## [RAW RECORDS]
-=-=-

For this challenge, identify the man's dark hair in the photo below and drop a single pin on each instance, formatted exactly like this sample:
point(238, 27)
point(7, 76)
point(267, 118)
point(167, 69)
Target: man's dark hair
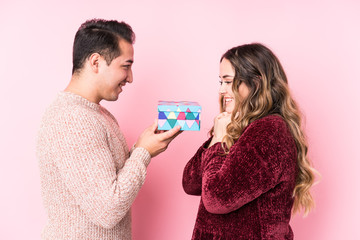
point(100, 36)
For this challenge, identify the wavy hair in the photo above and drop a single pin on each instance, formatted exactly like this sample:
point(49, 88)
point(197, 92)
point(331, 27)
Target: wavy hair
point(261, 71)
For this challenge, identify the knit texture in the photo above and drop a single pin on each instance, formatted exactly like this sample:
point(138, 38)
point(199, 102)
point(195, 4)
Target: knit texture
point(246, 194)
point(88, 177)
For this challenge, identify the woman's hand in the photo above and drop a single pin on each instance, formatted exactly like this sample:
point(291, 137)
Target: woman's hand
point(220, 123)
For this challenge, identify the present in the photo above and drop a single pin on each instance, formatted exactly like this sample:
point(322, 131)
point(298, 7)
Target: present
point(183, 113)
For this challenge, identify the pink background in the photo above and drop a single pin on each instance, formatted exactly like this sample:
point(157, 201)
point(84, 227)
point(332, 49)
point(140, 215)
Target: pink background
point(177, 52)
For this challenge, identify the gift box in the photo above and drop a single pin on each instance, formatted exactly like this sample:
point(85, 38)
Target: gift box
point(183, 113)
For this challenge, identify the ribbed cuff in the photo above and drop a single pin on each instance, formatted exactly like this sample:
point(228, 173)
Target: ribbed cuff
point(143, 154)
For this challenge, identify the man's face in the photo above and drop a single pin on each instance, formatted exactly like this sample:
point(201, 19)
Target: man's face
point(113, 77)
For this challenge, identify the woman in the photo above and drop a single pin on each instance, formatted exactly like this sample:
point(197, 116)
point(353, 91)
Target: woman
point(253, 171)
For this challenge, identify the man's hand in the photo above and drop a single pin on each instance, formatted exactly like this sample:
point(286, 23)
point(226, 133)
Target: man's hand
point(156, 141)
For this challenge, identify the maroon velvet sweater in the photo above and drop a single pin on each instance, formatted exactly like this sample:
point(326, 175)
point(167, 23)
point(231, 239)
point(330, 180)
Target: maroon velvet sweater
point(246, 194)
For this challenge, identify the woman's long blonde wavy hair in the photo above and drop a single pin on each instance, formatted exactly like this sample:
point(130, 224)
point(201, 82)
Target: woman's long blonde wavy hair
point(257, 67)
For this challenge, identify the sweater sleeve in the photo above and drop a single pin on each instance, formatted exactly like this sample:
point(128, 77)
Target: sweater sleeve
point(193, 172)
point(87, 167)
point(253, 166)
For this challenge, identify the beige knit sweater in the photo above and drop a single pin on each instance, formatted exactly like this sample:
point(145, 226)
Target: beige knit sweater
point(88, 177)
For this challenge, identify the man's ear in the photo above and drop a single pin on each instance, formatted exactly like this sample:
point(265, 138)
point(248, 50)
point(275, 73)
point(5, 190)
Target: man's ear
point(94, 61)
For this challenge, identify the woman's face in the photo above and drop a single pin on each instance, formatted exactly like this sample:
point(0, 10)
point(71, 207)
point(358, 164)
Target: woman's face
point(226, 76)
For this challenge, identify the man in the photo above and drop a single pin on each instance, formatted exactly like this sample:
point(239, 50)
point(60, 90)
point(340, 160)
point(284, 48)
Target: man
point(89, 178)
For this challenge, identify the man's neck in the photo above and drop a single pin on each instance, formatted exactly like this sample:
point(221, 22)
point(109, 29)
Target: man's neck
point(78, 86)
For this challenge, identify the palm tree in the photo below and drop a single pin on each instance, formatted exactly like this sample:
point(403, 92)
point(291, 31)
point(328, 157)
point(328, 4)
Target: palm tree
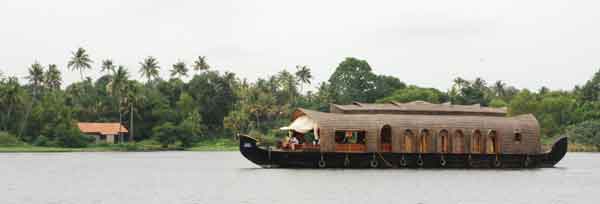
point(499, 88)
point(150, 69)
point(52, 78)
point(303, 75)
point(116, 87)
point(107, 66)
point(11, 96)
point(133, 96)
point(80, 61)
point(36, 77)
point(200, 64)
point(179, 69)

-=-=-

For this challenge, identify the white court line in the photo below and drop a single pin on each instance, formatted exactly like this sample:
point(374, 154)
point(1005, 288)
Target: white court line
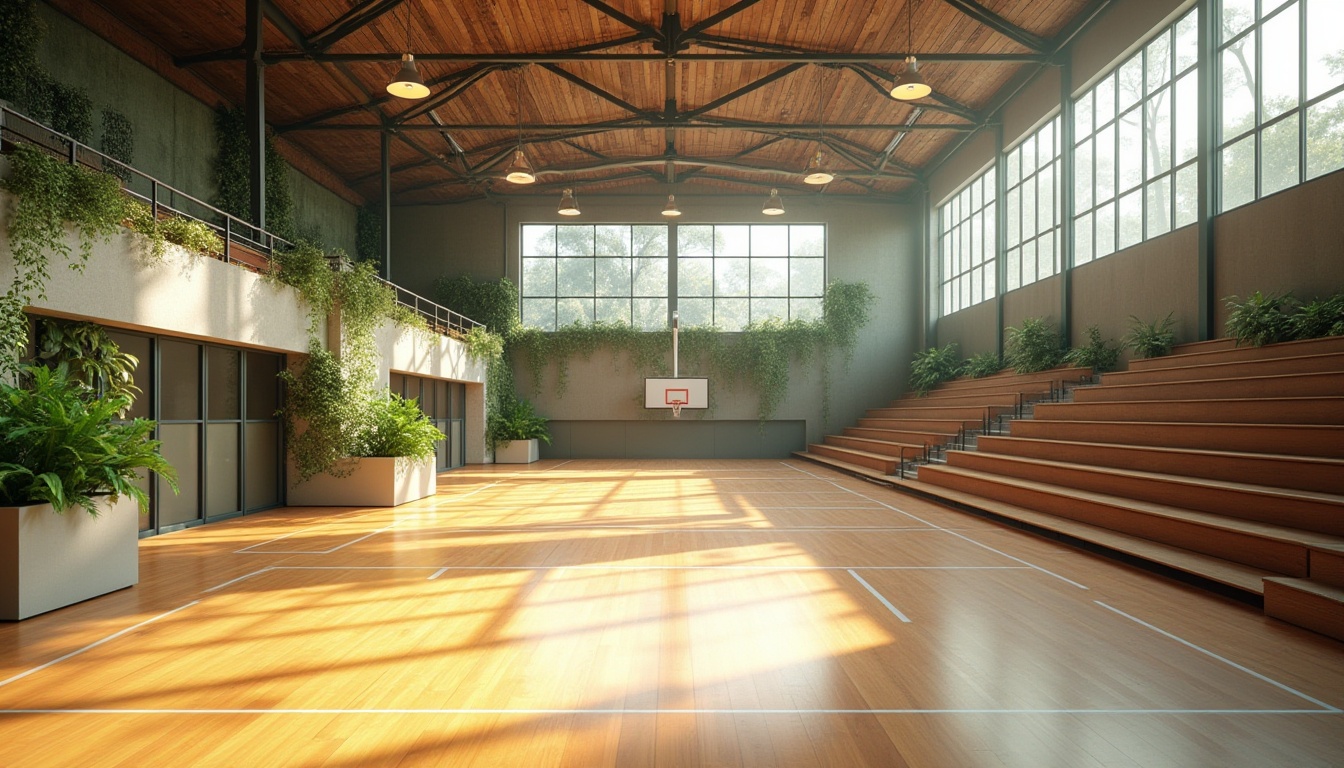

-=-=-

## [OBJECTIVE]
Extract every line from the entries above that contains the word "beige", and note that case counts.

## [WRITTEN RESPONSE]
For this challenge, identify the beige knit sweater in the photo above and drop a single pin on each instance, formatted exactly like this sample:
Target: beige knit sweater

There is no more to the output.